(Region pointing data)
»»

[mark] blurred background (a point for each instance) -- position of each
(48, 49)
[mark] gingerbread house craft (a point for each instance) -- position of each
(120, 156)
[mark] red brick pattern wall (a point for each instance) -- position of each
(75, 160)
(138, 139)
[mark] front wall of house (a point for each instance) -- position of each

««
»»

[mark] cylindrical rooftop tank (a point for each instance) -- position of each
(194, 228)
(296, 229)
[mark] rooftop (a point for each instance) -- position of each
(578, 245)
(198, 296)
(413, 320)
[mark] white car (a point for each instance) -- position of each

««
»»

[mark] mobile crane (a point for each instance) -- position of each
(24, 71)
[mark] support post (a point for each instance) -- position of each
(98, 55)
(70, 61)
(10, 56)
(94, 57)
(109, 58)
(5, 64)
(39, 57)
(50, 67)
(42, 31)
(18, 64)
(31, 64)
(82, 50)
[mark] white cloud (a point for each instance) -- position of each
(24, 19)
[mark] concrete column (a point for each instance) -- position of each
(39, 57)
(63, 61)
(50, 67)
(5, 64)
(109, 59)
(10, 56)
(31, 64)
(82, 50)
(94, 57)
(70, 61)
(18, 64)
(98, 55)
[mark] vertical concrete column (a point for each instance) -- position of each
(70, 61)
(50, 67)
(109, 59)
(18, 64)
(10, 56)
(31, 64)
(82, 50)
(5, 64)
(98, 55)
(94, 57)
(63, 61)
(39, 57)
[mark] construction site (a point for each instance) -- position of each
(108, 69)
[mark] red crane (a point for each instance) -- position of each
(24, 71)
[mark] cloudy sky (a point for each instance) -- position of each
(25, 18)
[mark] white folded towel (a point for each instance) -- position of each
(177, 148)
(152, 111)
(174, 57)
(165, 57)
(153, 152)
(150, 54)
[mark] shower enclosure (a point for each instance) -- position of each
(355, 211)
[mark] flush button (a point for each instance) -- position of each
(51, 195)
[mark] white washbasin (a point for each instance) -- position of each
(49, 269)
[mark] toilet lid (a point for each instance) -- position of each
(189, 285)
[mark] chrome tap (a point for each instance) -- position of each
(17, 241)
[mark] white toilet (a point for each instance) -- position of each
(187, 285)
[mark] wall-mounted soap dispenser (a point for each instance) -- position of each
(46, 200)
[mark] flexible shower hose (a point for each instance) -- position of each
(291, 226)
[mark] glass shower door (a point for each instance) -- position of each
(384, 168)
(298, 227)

««

Retype, exactly and in full, the lines above from the one containing "[mark] gingerbread house" through the one containing "[mark] front wall".

The completed task:
[mark] gingerbread house craft (a point for each instance) -- position of each
(120, 156)
[mark] red brick pattern wall (a point for each instance) -- position of each
(75, 160)
(138, 139)
[mark] front wall of house (a point for each instance) -- position of each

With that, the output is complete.